### Written instruction
Could you express the items, starting at the line containing "Phrase: front door" and ending at the last line of the items, as a Markdown table with the columns No. and Line, giving each line its own numbered row and leaving out blank lines?

Items from a dataset
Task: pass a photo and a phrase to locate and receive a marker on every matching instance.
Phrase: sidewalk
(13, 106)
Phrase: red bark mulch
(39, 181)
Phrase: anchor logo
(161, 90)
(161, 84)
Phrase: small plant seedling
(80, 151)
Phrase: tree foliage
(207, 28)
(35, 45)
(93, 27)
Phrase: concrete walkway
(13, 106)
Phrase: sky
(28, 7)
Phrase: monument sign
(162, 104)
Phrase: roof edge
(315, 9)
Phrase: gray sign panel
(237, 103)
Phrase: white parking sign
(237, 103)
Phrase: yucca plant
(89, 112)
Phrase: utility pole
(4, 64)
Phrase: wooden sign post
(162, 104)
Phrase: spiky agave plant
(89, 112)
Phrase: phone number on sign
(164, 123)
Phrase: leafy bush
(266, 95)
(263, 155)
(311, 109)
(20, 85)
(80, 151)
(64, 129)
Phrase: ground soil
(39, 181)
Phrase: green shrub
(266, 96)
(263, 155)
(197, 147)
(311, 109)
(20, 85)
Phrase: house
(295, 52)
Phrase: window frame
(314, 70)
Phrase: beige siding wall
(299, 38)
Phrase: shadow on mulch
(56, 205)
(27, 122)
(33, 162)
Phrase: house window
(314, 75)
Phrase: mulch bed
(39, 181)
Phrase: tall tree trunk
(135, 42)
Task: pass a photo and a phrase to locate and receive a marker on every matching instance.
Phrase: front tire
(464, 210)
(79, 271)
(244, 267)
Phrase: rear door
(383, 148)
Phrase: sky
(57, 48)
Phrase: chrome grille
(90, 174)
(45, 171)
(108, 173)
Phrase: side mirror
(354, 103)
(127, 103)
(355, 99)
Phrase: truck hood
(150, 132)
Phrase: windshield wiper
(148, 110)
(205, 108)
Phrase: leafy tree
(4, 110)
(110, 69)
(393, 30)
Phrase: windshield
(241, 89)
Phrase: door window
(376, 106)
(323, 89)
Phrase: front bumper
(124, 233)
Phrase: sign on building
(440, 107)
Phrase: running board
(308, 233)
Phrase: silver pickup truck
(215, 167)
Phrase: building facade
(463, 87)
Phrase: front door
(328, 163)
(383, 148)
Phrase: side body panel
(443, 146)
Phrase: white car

### The result
| No. | Line |
|---|---|
| 1 | Phrase: front door |
| 2 | (328, 163) |
| 3 | (383, 148) |
| 4 | Phrase: side body panel |
| 5 | (443, 146) |
| 6 | Phrase: white car |